§ What you have to do
Render the records below as a two-column CSV with the header input,output and one row per record. Put each record's text under input and its answer under output, each in a single quoted field with line breaks replaced by spaces. Begin at the start of the records and stop after the line that contains "left=345, top=365, right=364, bottom=401".

━━━ Exercise material

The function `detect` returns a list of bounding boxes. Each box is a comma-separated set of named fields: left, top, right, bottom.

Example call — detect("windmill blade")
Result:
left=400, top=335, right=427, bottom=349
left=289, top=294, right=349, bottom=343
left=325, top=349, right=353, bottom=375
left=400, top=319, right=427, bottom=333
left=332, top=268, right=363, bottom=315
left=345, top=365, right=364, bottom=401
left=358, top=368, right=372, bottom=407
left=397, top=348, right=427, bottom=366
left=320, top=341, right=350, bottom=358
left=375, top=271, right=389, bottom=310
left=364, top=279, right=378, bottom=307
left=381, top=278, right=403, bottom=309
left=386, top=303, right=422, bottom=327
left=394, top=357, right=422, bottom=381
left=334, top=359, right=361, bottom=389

━━━━━━

§ Response
input,output
"The function `detect` returns a list of bounding boxes. Each box is a comma-separated set of named fields: left, top, right, bottom. Example call — detect(""windmill blade"") Result:","left=400, top=335, right=427, bottom=349 left=289, top=294, right=349, bottom=343 left=325, top=349, right=353, bottom=375 left=400, top=319, right=427, bottom=333 left=332, top=268, right=363, bottom=315 left=345, top=365, right=364, bottom=401"